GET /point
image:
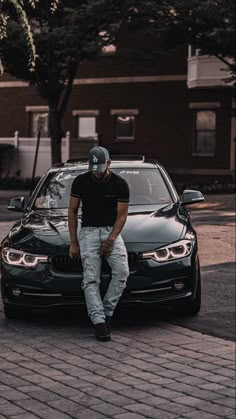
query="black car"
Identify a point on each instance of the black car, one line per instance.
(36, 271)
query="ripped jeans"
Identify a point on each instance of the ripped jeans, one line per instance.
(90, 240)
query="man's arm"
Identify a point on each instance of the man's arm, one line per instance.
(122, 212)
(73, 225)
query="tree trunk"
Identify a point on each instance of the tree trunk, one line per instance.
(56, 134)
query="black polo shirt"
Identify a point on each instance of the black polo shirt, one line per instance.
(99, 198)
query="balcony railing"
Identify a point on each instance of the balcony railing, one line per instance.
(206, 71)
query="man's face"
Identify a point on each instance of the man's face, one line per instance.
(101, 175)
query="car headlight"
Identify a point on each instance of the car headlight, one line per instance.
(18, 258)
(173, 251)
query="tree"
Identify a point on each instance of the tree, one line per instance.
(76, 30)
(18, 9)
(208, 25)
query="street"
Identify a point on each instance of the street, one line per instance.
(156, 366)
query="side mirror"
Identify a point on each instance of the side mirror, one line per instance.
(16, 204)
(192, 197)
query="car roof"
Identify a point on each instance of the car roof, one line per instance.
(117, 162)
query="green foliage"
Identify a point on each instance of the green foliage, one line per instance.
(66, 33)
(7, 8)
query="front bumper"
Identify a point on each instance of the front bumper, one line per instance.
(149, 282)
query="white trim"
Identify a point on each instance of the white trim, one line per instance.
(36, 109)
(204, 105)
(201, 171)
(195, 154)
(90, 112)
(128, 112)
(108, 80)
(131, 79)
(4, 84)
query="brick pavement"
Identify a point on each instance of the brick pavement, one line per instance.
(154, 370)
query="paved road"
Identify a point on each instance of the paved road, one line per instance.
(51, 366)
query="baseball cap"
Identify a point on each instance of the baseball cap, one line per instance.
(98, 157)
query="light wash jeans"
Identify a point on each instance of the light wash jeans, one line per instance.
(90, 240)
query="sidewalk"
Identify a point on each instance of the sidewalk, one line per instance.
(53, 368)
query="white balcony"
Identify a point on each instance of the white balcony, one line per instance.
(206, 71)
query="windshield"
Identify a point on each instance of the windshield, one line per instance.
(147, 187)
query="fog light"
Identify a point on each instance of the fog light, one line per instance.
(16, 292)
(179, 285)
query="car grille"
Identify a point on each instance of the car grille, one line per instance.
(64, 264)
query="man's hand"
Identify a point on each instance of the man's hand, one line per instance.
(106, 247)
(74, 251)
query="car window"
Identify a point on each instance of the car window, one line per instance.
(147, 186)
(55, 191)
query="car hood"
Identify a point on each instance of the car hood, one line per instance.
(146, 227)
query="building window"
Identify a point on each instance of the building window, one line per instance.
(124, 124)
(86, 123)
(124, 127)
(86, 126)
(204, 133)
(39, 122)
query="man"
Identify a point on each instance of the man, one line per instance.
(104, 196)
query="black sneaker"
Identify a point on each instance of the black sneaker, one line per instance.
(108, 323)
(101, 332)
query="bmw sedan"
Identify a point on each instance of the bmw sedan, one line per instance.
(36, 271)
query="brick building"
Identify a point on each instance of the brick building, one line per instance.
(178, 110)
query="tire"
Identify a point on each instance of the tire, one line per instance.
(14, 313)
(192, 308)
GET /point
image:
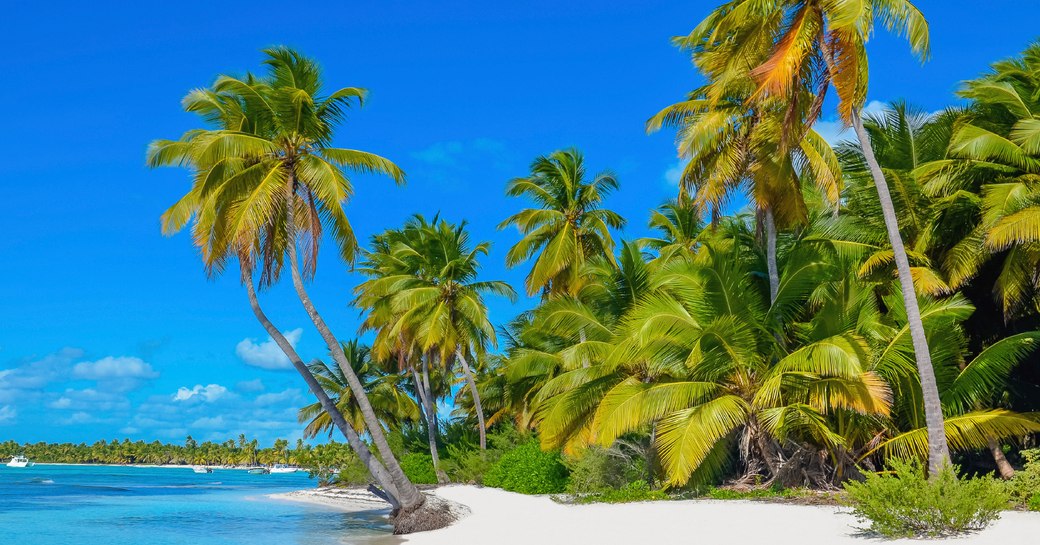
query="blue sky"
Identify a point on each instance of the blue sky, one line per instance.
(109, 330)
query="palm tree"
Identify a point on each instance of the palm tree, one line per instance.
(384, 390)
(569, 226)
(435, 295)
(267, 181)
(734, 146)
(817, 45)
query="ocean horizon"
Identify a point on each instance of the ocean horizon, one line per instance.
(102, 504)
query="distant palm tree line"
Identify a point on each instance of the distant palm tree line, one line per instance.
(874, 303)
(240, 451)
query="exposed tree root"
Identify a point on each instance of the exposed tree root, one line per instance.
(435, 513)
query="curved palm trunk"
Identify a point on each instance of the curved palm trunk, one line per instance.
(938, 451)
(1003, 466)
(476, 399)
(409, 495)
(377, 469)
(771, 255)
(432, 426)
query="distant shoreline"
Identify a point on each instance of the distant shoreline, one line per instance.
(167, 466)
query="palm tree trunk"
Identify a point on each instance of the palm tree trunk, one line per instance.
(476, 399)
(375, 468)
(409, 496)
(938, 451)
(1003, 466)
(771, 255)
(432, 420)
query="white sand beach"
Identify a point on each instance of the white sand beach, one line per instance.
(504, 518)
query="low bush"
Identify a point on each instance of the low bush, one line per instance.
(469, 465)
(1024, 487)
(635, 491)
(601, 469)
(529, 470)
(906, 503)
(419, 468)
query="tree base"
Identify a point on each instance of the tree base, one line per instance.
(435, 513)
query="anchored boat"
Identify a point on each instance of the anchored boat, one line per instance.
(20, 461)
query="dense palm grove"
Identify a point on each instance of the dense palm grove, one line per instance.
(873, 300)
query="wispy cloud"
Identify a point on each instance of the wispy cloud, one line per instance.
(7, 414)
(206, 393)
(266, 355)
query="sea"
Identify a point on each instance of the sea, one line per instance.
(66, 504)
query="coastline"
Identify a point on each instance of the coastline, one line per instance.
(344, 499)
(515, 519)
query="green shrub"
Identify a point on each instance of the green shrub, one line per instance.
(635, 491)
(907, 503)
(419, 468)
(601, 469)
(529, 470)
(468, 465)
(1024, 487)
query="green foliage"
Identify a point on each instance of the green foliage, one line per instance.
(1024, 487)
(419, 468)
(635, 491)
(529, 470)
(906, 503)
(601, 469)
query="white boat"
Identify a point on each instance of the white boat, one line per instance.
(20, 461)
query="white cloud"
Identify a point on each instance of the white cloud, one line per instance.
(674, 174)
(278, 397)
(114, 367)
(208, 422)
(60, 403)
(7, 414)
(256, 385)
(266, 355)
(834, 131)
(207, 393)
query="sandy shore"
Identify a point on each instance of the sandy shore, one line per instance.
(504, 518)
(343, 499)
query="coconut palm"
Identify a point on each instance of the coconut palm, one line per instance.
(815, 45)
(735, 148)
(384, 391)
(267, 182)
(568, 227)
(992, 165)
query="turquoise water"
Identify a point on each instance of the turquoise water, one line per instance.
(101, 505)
---
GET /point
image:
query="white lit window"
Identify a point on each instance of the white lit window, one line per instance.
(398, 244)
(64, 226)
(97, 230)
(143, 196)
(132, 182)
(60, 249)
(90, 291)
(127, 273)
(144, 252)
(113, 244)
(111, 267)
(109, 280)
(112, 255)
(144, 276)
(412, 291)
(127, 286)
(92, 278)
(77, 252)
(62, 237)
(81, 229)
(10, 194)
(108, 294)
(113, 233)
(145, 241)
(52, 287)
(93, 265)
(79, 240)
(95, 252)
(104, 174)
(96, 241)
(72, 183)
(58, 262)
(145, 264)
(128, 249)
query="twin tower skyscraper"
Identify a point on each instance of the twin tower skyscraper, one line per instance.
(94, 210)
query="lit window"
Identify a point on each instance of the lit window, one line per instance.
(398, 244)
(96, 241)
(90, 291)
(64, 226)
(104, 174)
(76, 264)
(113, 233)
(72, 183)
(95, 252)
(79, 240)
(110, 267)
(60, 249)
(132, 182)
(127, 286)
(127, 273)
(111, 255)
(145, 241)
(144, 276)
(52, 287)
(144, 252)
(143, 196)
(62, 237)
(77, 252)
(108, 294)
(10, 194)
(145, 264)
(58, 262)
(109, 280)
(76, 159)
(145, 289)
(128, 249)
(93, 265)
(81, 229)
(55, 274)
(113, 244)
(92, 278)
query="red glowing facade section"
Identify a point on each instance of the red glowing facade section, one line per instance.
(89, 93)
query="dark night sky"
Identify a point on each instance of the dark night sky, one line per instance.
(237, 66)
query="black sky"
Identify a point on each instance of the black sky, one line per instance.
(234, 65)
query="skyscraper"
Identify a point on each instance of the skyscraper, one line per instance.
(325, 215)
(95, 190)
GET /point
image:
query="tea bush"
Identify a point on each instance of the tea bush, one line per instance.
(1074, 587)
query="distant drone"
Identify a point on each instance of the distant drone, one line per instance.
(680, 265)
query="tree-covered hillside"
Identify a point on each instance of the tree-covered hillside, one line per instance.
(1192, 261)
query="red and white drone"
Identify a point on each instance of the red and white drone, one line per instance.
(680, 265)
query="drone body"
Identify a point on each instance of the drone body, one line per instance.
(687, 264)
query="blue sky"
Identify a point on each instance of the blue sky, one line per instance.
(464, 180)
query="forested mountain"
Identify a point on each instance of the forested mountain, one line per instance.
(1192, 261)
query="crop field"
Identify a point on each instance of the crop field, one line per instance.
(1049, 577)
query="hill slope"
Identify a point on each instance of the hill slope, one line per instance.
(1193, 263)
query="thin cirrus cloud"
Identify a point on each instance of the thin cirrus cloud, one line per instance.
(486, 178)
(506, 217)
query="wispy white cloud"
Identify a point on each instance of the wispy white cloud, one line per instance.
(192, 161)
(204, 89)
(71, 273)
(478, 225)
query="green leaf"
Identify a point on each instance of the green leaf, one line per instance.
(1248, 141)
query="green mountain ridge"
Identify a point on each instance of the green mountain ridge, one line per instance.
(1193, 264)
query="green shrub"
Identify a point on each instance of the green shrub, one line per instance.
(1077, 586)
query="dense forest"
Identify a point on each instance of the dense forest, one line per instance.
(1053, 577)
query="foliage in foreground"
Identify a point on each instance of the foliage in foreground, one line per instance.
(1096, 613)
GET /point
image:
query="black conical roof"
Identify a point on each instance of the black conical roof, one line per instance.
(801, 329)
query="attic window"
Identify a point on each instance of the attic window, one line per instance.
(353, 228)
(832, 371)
* * *
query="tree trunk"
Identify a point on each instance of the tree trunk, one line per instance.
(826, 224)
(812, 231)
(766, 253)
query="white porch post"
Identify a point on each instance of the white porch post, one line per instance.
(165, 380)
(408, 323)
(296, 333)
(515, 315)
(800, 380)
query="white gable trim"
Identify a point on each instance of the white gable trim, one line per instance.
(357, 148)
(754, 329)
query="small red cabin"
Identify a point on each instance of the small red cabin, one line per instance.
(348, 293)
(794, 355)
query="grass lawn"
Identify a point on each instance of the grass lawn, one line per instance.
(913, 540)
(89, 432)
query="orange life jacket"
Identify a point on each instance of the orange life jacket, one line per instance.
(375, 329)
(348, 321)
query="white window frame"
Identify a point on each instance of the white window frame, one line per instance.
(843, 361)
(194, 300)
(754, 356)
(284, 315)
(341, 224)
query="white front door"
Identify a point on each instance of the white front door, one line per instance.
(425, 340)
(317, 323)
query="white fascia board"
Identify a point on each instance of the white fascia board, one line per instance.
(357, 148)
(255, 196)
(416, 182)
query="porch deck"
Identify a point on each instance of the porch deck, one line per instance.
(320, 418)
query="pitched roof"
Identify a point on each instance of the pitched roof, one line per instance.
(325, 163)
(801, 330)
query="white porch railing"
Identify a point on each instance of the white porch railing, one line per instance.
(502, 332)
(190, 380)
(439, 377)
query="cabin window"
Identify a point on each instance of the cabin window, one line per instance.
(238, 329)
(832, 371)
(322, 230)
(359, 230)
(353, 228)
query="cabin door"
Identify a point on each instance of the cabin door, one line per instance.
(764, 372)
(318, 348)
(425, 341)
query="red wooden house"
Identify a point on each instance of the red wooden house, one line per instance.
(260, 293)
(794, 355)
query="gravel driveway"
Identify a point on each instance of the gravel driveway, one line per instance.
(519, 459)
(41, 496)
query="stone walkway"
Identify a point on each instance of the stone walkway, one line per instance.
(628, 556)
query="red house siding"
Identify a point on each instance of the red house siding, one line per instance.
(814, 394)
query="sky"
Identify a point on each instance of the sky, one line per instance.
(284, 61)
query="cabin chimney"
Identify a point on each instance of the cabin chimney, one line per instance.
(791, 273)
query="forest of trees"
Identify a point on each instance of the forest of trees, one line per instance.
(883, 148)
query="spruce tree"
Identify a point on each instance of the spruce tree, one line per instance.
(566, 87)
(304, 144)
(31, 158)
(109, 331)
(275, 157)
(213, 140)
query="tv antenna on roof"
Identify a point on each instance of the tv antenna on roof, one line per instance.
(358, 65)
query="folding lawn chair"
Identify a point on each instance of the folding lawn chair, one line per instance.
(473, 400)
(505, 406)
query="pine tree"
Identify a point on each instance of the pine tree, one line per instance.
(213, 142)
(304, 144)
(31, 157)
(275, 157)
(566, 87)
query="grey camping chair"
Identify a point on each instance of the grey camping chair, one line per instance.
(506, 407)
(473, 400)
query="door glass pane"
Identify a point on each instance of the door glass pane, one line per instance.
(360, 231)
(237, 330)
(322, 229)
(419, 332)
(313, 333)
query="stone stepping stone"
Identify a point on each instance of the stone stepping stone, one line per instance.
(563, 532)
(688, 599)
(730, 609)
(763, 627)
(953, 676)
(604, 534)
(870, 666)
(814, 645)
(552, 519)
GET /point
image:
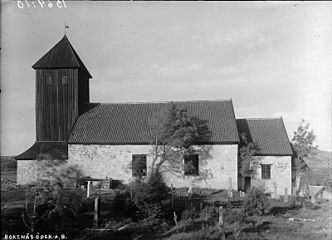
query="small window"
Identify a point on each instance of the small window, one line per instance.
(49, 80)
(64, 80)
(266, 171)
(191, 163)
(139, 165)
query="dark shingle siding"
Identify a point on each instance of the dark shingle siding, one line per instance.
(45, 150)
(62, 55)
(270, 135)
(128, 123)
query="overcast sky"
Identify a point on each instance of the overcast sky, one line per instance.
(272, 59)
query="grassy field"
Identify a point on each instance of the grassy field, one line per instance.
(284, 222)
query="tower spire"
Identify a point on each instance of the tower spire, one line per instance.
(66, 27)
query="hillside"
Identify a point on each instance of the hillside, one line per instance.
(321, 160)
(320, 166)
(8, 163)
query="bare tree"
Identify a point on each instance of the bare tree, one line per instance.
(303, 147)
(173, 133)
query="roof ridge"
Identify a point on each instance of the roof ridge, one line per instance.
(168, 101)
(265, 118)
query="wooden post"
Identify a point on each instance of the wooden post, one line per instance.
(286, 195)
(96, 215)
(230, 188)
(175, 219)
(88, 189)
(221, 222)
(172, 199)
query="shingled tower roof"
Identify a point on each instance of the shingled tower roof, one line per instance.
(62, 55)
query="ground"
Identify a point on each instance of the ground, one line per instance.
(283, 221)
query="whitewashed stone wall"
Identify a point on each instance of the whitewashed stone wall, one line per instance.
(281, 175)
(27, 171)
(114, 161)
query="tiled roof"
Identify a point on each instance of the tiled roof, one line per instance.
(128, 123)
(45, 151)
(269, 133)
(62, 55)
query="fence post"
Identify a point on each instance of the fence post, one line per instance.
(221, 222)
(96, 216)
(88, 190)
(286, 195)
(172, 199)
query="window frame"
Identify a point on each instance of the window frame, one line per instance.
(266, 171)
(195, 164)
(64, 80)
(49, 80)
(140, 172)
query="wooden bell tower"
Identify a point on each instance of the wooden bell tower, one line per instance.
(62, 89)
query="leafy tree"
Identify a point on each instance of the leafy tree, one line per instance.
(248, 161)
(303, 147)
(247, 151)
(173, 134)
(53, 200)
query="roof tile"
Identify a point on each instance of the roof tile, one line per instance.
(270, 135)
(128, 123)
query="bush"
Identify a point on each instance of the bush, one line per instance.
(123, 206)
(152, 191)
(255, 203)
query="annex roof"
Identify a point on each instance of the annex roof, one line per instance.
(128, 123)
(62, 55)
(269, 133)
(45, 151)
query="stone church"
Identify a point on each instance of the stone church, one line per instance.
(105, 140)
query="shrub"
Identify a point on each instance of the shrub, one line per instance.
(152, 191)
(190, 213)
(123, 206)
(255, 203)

SHORT TASK: Collect every line in the material above that contains the string "shirt", and list them in order.

EXERCISE ANSWER:
query="black polo shirt"
Identify a point on each instance of the black polo shirt, one line per instance.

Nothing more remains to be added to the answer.